Pictures are not part of the copy. Reproduce all the records exactly.

──────── PROVIDED DATA

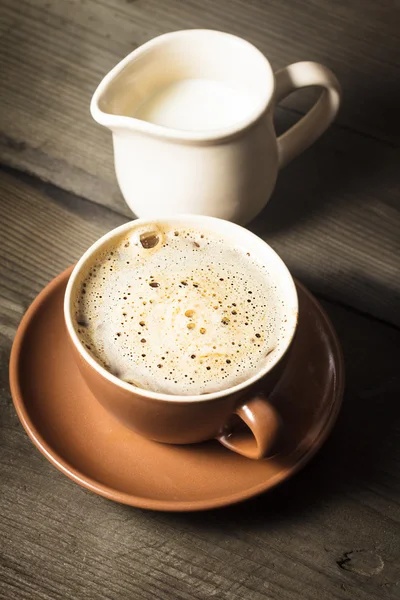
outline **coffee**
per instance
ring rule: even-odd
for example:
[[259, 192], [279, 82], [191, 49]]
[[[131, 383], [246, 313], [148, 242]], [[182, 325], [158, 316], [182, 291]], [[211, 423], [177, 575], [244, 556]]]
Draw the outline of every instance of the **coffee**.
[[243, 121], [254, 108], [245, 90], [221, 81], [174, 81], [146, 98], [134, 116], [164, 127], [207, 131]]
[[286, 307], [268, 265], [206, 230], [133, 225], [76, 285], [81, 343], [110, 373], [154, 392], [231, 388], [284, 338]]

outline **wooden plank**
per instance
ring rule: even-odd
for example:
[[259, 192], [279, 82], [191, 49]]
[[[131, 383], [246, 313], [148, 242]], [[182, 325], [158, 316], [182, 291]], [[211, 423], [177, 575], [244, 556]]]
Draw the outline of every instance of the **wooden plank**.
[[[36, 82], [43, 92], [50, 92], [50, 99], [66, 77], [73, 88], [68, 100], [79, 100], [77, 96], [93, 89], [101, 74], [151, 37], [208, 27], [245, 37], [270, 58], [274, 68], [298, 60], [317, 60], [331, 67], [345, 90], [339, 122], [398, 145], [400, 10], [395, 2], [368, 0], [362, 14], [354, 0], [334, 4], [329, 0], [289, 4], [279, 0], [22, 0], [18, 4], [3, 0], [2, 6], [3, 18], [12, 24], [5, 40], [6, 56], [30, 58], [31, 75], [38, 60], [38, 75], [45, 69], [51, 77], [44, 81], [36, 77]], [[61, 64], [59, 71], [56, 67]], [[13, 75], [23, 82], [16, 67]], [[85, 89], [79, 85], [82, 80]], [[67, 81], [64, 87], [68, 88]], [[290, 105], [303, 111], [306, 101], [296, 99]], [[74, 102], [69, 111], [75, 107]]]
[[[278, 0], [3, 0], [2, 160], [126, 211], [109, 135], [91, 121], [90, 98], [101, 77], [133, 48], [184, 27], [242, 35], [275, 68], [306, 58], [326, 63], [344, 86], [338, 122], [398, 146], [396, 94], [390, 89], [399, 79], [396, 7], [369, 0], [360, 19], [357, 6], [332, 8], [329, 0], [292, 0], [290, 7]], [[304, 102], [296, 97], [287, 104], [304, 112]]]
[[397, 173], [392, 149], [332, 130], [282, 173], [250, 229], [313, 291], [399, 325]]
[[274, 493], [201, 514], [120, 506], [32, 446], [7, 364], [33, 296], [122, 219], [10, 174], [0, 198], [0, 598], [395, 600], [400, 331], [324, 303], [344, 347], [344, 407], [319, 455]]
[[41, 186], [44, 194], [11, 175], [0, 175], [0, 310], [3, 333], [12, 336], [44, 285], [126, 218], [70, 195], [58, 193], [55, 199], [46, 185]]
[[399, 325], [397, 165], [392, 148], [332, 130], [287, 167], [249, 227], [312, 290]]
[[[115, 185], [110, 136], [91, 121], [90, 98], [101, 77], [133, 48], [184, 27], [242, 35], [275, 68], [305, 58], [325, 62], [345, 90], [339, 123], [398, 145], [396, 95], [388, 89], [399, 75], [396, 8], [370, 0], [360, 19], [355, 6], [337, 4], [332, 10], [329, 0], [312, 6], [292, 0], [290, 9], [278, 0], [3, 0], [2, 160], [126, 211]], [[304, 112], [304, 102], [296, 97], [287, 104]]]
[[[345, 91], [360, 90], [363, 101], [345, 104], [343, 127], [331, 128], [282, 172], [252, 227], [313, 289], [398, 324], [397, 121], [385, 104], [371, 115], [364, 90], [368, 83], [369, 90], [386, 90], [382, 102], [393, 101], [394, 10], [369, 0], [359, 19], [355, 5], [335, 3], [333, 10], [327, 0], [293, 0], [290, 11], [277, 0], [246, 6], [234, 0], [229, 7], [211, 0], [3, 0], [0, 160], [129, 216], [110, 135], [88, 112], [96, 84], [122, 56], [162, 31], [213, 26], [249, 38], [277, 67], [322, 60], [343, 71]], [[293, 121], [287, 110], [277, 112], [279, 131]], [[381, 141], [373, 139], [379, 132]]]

────────────────

SOLUTION TO THIS TASK:
outline **coffee**
per instance
ring rule: even-odd
for example:
[[259, 192], [279, 82], [191, 49]]
[[[131, 383], [246, 313], [148, 242]], [[182, 325], [158, 316], [182, 291]], [[211, 423], [177, 575], [244, 556]]]
Draw the outline of every instance of the **coffee**.
[[243, 121], [254, 108], [245, 90], [221, 81], [174, 81], [146, 98], [134, 116], [164, 127], [207, 131]]
[[286, 307], [268, 265], [206, 230], [133, 225], [76, 285], [81, 343], [110, 373], [154, 392], [231, 388], [284, 338]]

outline **wooden plank**
per instance
ring rule: even-odd
for example:
[[259, 192], [279, 82], [191, 49]]
[[[131, 383], [246, 313], [148, 242]], [[182, 325], [158, 316], [182, 291]], [[211, 423], [177, 575], [244, 556]]]
Draw the outline of every instance of the **wooden plank**.
[[[36, 82], [43, 92], [50, 92], [50, 99], [66, 77], [73, 88], [68, 100], [79, 100], [77, 96], [93, 89], [101, 74], [151, 37], [208, 27], [245, 37], [270, 58], [274, 68], [298, 60], [317, 60], [331, 67], [345, 90], [339, 122], [398, 145], [400, 10], [395, 2], [368, 0], [362, 14], [354, 0], [334, 4], [329, 0], [289, 4], [279, 0], [22, 0], [18, 4], [3, 0], [2, 6], [3, 18], [12, 24], [5, 40], [6, 56], [30, 58], [31, 75], [38, 60], [38, 75], [45, 69], [51, 77], [44, 81], [36, 77]], [[61, 64], [59, 71], [56, 67]], [[13, 75], [23, 82], [16, 67]], [[85, 89], [79, 85], [82, 80]], [[67, 81], [64, 87], [68, 88]], [[290, 105], [303, 111], [306, 101], [296, 99]], [[74, 102], [69, 111], [75, 107]]]
[[[278, 0], [3, 0], [2, 160], [126, 211], [109, 135], [91, 121], [90, 98], [101, 77], [133, 48], [184, 27], [242, 35], [275, 68], [306, 58], [326, 63], [344, 86], [338, 122], [398, 146], [396, 94], [390, 89], [399, 79], [396, 7], [369, 0], [360, 19], [357, 6], [332, 8], [329, 0], [292, 0], [290, 7]], [[304, 102], [296, 97], [287, 104], [304, 112]]]
[[397, 173], [392, 149], [332, 130], [282, 173], [250, 229], [313, 291], [399, 325]]
[[274, 493], [201, 514], [120, 506], [32, 446], [7, 364], [33, 296], [122, 219], [10, 174], [0, 198], [0, 598], [395, 600], [400, 331], [324, 303], [344, 347], [344, 407], [319, 455]]
[[41, 186], [44, 194], [11, 175], [0, 175], [0, 310], [3, 333], [12, 336], [44, 285], [126, 218], [70, 195], [58, 193], [55, 199], [46, 185]]
[[399, 325], [397, 165], [392, 148], [332, 130], [287, 167], [249, 227], [312, 290]]
[[[115, 185], [110, 136], [91, 121], [90, 98], [101, 77], [133, 48], [184, 27], [242, 35], [275, 68], [305, 58], [325, 62], [345, 90], [339, 123], [398, 145], [396, 95], [388, 89], [399, 75], [396, 8], [370, 0], [360, 19], [355, 6], [337, 4], [332, 10], [329, 0], [312, 6], [292, 0], [290, 9], [278, 0], [3, 0], [2, 160], [126, 211]], [[304, 112], [304, 102], [296, 97], [287, 104]]]
[[[345, 91], [360, 90], [363, 101], [345, 104], [343, 127], [331, 128], [282, 172], [252, 227], [313, 289], [398, 324], [397, 121], [385, 104], [371, 115], [364, 90], [368, 83], [369, 90], [386, 90], [382, 102], [393, 101], [394, 10], [369, 0], [359, 19], [355, 5], [335, 3], [333, 10], [327, 0], [293, 0], [290, 11], [277, 0], [246, 6], [234, 0], [229, 7], [211, 0], [3, 0], [0, 160], [129, 216], [110, 135], [88, 112], [96, 84], [122, 56], [162, 31], [213, 26], [249, 38], [277, 67], [322, 60], [343, 71]], [[293, 121], [287, 110], [277, 112], [279, 131]], [[381, 141], [373, 139], [379, 132]]]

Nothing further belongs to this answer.